Task to carry out: All of the lines below should be copied word for word.

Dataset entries
++++
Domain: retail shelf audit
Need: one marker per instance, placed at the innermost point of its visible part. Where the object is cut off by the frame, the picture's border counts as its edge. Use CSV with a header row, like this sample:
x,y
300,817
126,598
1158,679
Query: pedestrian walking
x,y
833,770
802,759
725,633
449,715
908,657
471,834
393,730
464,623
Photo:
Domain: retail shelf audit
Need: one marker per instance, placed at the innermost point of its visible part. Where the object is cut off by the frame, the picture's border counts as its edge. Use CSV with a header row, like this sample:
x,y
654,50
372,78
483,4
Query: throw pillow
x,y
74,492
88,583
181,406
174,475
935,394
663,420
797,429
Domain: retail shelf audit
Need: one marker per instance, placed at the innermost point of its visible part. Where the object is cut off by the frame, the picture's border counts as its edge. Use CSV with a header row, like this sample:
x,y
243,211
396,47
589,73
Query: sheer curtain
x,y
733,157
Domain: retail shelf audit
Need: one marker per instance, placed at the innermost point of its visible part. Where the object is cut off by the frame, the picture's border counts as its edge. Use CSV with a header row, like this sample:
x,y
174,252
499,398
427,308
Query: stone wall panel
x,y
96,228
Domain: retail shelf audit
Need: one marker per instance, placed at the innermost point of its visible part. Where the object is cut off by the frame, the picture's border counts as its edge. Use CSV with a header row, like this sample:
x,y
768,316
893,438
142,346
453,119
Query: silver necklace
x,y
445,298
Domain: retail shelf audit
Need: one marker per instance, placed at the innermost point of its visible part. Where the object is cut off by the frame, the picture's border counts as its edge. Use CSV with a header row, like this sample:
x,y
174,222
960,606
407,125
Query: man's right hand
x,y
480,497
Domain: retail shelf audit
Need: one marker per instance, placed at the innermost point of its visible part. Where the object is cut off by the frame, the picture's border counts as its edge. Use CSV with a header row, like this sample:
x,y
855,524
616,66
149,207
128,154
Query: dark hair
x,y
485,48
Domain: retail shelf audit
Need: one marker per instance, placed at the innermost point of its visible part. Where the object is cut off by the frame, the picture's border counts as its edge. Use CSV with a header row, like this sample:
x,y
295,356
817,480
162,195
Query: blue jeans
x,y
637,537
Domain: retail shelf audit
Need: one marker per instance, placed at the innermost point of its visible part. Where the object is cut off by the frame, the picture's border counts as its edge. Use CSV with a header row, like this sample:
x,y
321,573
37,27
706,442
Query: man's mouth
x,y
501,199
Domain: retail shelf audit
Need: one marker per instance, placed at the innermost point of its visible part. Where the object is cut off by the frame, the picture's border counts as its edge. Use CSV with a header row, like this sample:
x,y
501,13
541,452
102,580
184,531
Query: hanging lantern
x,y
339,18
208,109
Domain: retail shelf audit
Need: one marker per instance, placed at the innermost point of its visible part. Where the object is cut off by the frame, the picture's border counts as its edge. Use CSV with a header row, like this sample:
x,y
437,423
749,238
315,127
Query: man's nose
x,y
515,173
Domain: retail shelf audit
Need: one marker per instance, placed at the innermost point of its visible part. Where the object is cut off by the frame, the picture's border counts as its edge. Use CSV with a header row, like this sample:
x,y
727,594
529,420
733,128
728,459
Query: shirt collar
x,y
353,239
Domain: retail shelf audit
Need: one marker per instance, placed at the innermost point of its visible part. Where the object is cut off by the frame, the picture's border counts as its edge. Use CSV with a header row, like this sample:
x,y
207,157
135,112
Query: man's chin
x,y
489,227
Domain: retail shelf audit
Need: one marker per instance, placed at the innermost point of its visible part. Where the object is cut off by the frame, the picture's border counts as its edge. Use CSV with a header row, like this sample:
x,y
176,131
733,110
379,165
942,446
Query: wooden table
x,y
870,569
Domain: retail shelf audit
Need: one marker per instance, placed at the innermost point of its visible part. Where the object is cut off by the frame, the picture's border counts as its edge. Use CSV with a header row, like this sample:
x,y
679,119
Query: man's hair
++++
Result of this exercise:
Domain: retail shelf audit
Need: one marker per instance, placed at the innermost point of its visible part. Where the object is cut off by the frame, the picture's border counts as its edge. Use CSV with a header row, like this sample:
x,y
300,817
126,598
1158,679
Query: pedestrian walking
x,y
833,770
802,759
725,633
449,715
908,657
471,834
393,730
464,623
Photo:
Domain: retail shelf audit
Need: one marker per instance, placed at the innermost point of its visible part. Where the object is cut off by the frame, the picture's border counts as its edge. Use CSV with a header row, like this sample:
x,y
654,50
372,78
483,4
Query: throw pillow
x,y
74,492
88,583
181,406
174,475
935,394
663,420
797,429
Domain: retail shelf audit
Need: one marker per instance, placed at the innermost point of its visible part. Where the object is cut off by the frame, the picture's border counts as its edge. Use CSV with a header row, like this sample:
x,y
243,211
396,47
589,73
Query: sheer curtain
x,y
733,157
Domain: retail shelf audit
Need: one marker per instance, placed at the innermost point of its visible part. Where the object is cut off by the frame, the picture's border counts as its edge. Use CSV with a header row, like this sample:
x,y
174,252
499,398
427,308
Query: stone wall panel
x,y
96,228
Domain: retail shelf audit
Need: one marker per instance, placed at the innermost point of its visible part. Where the object is cut off by the frame, the picture's border counts as its edge. Use CSV with a header row, like this sample:
x,y
768,316
893,438
142,346
453,119
Query: silver necklace
x,y
445,298
Domain: retail shelf audit
Need: one marker per instance, placed at the innermost point of its visible part. Where the object is cut off by the frame, the picture's border counts as its edge. Use CSV with a header row, like this sample:
x,y
174,222
960,606
407,125
Query: man's right hand
x,y
480,497
Domain: retail shelf audit
Need: one marker per instance, placed at the innermost point of its visible part. Where the object is cut off by the frame, the picture's border counts as its edge. Use CSV with a header row, like this sample:
x,y
855,524
616,66
149,207
128,154
Query: dark hair
x,y
485,48
Domain: retail shelf audit
Need: one marker per instance, placed at the innermost point of its visible part. Where the object is cut off by the frame, the picture's border counts as its edge. Use CSV with a header row, like this sample:
x,y
295,356
817,480
162,195
Query: blue jeans
x,y
637,537
Domain: retail shelf audit
Need: one marker per instance, placed at the innermost point of its visible part. Where the object is cut off by the frame, the picture's border counts as its edge. Use CSV with a header row, like this sample:
x,y
321,573
37,27
706,442
Query: man's mouth
x,y
501,199
Domain: retail shelf audit
Need: one marker per instance, placed at the innermost point of its visible part. Where the object is cut off by the frame, the picture's border counts as its edge. Use CSV with a header row, like this sample:
x,y
501,13
541,452
102,580
184,531
Query: hanging lantern
x,y
339,18
208,109
Domain: retail shelf audit
Need: one marker per instance, placed at the innermost point of its visible part. Where the object is cut off by the frame, the picture's border counts as its edge. Use CSV with a header row, like this sample:
x,y
437,423
749,238
315,127
Query: man's nose
x,y
515,173
Domain: retail shelf audit
Need: one marker per instance, placed at the innermost point of its visible part. Where the object is cut off by the frame, the picture's border counts as its edge. Use CSV with a header row, like this sample:
x,y
727,594
529,420
733,128
728,459
Query: shirt collar
x,y
353,239
Domain: retail shelf audit
Need: one marker per instance, placed at the innermost point of its visible part. Where the object is cut off by the frame, the picture's border counts as its edge. Use CSV with a header row, like this sample:
x,y
207,157
135,112
Query: man's chin
x,y
489,227
Domain: retail shelf audit
Need: one marker per instance, placed at the innermost point of its visible part. Where the object is cut off by the frame, the picture's border counts as its edge. Use CSV with a header row, like this sample:
x,y
176,131
733,110
379,165
942,446
Query: wooden table
x,y
870,569
Domain: retail shelf audit
Need: one marker per instance, placed at the innermost point of its visible part. Where the object is cut off by the frame, the picture's border counts as its edge. Use CSV with a header row, like this sample:
x,y
679,119
Query: man's hair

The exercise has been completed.